Object location annotation data:

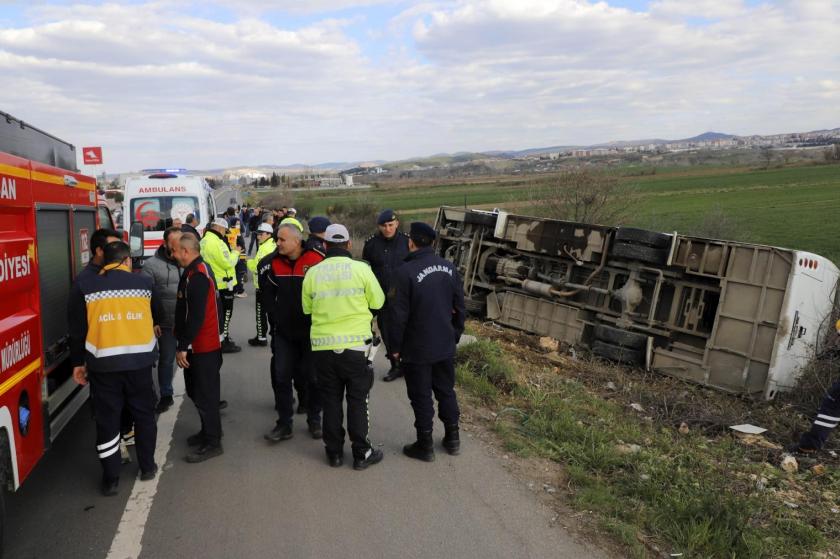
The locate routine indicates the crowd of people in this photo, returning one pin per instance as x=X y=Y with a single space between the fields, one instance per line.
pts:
x=315 y=308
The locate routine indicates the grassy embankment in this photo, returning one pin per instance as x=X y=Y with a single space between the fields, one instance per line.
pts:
x=794 y=207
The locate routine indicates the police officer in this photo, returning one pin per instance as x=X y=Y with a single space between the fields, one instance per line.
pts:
x=828 y=417
x=339 y=293
x=197 y=320
x=112 y=341
x=281 y=277
x=317 y=226
x=266 y=245
x=426 y=322
x=385 y=251
x=216 y=252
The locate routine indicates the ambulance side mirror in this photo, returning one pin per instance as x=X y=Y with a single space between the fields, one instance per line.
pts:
x=135 y=240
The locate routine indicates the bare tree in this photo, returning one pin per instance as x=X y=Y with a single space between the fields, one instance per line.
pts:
x=585 y=196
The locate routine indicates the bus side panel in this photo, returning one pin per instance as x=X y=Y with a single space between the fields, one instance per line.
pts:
x=21 y=369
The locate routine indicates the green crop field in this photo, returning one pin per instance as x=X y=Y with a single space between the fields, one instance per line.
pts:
x=793 y=207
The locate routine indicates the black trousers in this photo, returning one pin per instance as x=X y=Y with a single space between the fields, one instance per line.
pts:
x=826 y=421
x=202 y=381
x=293 y=360
x=227 y=307
x=262 y=318
x=421 y=380
x=110 y=393
x=343 y=375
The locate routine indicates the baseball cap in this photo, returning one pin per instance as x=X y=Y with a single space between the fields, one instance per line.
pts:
x=385 y=217
x=318 y=224
x=336 y=233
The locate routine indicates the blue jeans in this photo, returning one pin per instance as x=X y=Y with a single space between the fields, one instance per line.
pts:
x=167 y=344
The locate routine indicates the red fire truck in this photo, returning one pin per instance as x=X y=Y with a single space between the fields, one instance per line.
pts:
x=48 y=211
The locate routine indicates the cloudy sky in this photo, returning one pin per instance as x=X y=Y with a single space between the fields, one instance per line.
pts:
x=219 y=83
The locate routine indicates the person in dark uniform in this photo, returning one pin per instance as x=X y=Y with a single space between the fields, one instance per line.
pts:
x=426 y=321
x=199 y=349
x=385 y=252
x=317 y=227
x=113 y=333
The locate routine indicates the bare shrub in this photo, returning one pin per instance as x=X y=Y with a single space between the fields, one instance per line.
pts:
x=586 y=196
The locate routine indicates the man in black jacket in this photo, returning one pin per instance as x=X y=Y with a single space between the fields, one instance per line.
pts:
x=385 y=252
x=425 y=323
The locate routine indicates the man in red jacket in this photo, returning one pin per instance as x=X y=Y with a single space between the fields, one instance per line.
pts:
x=281 y=281
x=199 y=349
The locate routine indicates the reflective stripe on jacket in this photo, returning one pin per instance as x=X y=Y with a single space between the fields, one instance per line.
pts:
x=217 y=254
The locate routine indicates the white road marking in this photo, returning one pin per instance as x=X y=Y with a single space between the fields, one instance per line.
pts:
x=128 y=541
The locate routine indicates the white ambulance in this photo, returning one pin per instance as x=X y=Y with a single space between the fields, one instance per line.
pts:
x=159 y=197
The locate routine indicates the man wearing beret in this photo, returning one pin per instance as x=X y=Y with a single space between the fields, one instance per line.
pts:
x=426 y=321
x=385 y=251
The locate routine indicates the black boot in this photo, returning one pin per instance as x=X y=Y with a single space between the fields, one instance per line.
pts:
x=423 y=448
x=451 y=441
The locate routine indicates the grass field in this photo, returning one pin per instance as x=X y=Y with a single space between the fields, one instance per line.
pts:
x=793 y=207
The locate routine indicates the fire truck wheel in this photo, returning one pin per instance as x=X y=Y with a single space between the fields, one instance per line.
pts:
x=648 y=255
x=619 y=337
x=642 y=237
x=617 y=353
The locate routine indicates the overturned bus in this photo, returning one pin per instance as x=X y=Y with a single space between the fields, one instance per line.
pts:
x=736 y=316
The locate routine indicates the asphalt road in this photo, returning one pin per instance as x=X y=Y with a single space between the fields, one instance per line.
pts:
x=261 y=500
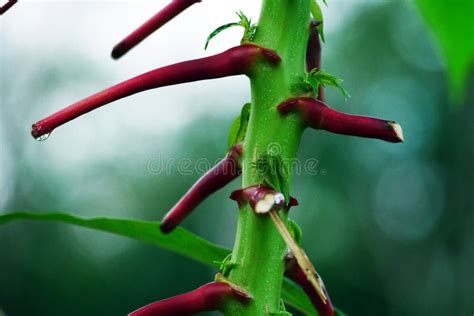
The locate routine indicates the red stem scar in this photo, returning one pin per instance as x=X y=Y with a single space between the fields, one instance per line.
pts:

Required task:
Copy everything from the line containing "The locate routine indicates the asphalt" down to the end of the material, substituting "image" for "photo" and changing nothing else. Leave the pictures out of your answer.

Final answer:
The locate routine indicates the asphalt road in this image, returning one pin per instance as x=X y=Y with a single space between the fields, one instance per line.
pts:
x=261 y=500
The locate routine indicates the red stem scar in this image, returning one pin per instance as x=X y=Y with a single space between the fields, one instance per line.
pts:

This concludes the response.